Copy out the records from the line containing "of the blue" through the line containing "(1080, 422)", swapping "camouflage uniform" for "army uniform" and leaving everything else untouched.

Data in this exercise:
[Begin]
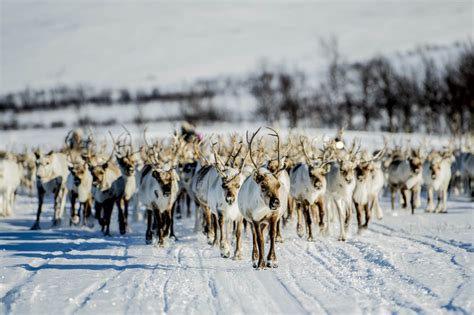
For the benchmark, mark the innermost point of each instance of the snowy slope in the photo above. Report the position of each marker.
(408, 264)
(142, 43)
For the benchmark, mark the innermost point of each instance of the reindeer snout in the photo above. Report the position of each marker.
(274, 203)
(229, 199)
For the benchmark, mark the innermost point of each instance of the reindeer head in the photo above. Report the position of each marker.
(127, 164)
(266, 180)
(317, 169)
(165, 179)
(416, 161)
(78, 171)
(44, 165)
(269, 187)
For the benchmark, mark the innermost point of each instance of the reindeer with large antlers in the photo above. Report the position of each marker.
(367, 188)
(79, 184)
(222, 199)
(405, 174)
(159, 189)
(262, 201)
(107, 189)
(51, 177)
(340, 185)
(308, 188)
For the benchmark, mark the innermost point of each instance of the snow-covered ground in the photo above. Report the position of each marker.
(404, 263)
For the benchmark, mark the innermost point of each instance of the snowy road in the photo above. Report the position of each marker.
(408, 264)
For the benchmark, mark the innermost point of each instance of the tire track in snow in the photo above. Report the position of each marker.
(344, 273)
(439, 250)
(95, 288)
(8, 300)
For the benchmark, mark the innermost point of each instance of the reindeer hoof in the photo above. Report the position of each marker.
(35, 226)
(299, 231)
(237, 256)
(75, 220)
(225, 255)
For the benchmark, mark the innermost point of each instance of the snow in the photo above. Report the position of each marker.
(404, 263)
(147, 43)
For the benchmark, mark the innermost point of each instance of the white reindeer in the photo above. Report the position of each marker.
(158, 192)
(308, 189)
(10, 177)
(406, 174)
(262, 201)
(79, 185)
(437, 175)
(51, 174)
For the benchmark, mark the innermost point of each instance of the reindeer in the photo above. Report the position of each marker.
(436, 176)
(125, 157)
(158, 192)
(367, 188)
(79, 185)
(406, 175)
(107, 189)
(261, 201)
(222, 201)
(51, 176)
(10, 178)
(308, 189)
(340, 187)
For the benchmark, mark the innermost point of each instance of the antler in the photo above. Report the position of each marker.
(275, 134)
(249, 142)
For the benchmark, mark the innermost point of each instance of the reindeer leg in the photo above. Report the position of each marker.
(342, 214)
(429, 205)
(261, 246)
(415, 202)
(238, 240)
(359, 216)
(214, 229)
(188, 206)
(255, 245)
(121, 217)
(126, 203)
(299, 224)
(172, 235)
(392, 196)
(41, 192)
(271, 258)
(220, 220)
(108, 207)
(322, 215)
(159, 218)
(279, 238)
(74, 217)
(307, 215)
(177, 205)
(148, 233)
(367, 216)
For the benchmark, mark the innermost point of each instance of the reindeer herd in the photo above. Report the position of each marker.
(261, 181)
[End]
[Begin]
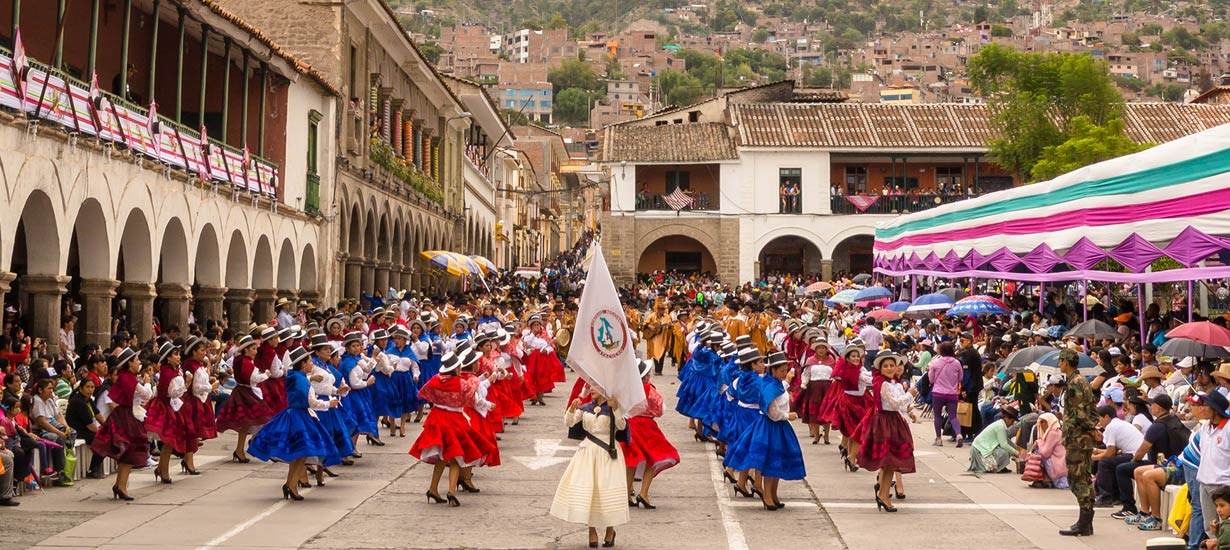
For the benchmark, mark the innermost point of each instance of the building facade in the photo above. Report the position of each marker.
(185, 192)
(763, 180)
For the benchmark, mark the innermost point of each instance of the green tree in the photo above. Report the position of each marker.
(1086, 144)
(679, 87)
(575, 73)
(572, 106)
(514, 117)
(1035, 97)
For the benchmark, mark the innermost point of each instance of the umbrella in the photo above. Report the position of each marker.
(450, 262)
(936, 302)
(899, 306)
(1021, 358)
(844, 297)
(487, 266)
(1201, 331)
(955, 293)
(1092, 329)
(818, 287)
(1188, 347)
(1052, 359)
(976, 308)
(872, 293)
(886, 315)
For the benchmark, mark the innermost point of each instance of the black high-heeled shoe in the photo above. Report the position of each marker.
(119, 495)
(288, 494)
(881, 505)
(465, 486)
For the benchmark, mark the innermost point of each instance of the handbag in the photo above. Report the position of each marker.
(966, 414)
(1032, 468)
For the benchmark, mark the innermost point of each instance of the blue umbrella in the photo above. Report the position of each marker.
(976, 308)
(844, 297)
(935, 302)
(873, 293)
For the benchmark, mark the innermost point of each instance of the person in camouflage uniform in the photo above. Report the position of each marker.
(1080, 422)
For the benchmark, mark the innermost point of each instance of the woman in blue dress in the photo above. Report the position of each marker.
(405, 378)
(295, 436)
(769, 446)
[End]
[Begin]
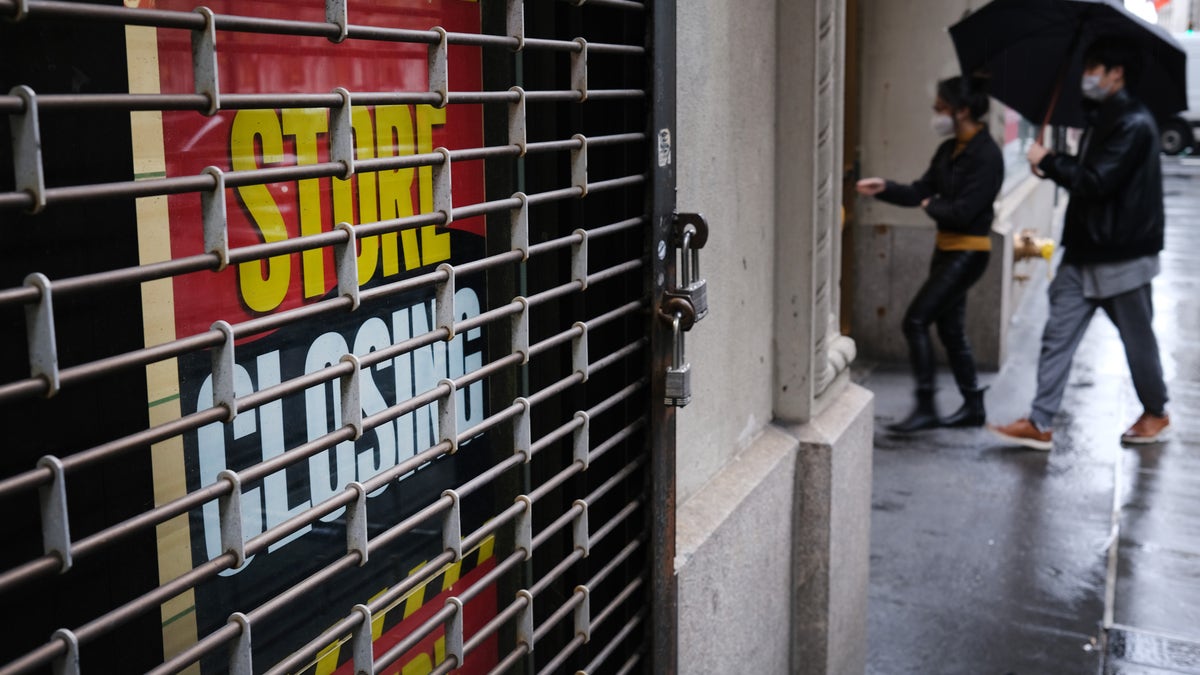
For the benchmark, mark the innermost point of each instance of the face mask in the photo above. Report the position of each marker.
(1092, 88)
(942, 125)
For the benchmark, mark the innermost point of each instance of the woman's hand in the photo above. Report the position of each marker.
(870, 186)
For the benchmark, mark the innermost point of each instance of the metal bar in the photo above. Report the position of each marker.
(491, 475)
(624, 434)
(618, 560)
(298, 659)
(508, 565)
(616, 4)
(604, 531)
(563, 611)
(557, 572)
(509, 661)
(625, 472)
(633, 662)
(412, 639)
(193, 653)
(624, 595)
[End]
Response for this exercise:
For the benchmark, mark the innermost point of each instance of the blue umbrella in the photo above. Report the position of each marker.
(976, 308)
(844, 297)
(935, 302)
(873, 293)
For the benchmark, mark the innermost point of each instance of the person in army uniform in the photo above. Report the position of each marker.
(1080, 422)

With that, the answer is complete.